» Work instructions
1: Answer these questions about the St. Vincent passage, one line each:
(a) Which label released "Fast Slow Disco," and in what year?
(b) Which album was St. Vincent touring behind when the writer first saw her live?
(c) Which label released Marry Me?
2: Transcribe the St. Vincent passage, copying everything from "from Marry Me" down to "and vocal abilities.".

» Given passage
--------

St. Vincent - self titled review“Huey Newton”
from St. Vincent (2014; Loma Vista)

Inspired apparently by a sedative-fueled dream Annie Clark had about Black Panther Huey Netwon, itself a strange vision not unlike Elvis Presley seeing Stalin in the clouds, “Huey Netwon” is an extension of St. Vincent’s ongoing anxieties about a slow creep into a mediocre dystopia. It’s a stream-of-consciousness address of “cardboard cutthroats” and “cowboys of information,” set to an arrangement more hip-hop than art-pop. By the song’s coda, however, Clark steps on the overdrive and lets the riffs fly. The payoff is well worth waiting for.


best st. vincent songs fast slow disco“Fast Slow Disco”
(2018; Loma Vista)

One of the most interesting things about Clark’s most recent album MASSEDUCTION was that none of the songs were settled, finished pieces, as it turned out. A year later she released a companion album called Masseducation in which Clark stripped away all the electronics and pop production in favor of something more intimate and stark. But yet another version of the more restrained ballad “Slow Disco” was released separately as its own single, titled “Fast Slow Disco,” taking the original and transforming it into an ecstatic disco jam. Though certain songs on the album its counterpart came from suggested that Clark might have gone overboard, the hedonistic maximalism here works beautifully.


best St. Vincent songs Marry Me“Human Racing”
from Marry Me (2007; 4AD)

The first time I saw St. Vincent live was at a matinee show, possibly the result of a double-booked venue, on tour behind her 2009 album Actor. Though choosing a highlight of the set proves challenging, for while all the bigger full-band songs kicked ass, it was her solo performance of Marry Me’s “Human Racing” that ultimately proved to be the biggest stunner, if only because Clark’s finger-picking gave an up-close and unobstructed view of just how incredible a guitar player she is. On record the song grows in arrangement, eventually escalating into a subtle pulse. But all it really needs is Clark’s nimble fingers and vocal abilities.

--------

» Dataset extract
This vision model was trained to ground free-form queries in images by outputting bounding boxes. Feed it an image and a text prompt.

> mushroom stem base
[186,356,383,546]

--------

» Expected results
1:
(a) Loma Vista, 2018
(b) Actor, her 2009 album
(c) 4AD

2:
from Marry Me (2007; 4AD)

The first time I saw St. Vincent live was at a matinee show, possibly the result of a double-booked venue, on tour behind her 2009 album Actor. Though choosing a highlight of the set proves challenging, for while all the bigger full-band songs kicked ass, it was her solo performance of Marry Me’s “Human Racing” that ultimately proved to be the biggest stunner, if only because Clark’s finger-picking gave an up-close and unobstructed view of just how incredible a guitar player she is. On record the song grows in arrangement, eventually escalating into a subtle pulse. But all it really needs is Clark’s nimble fingers and vocal abilities.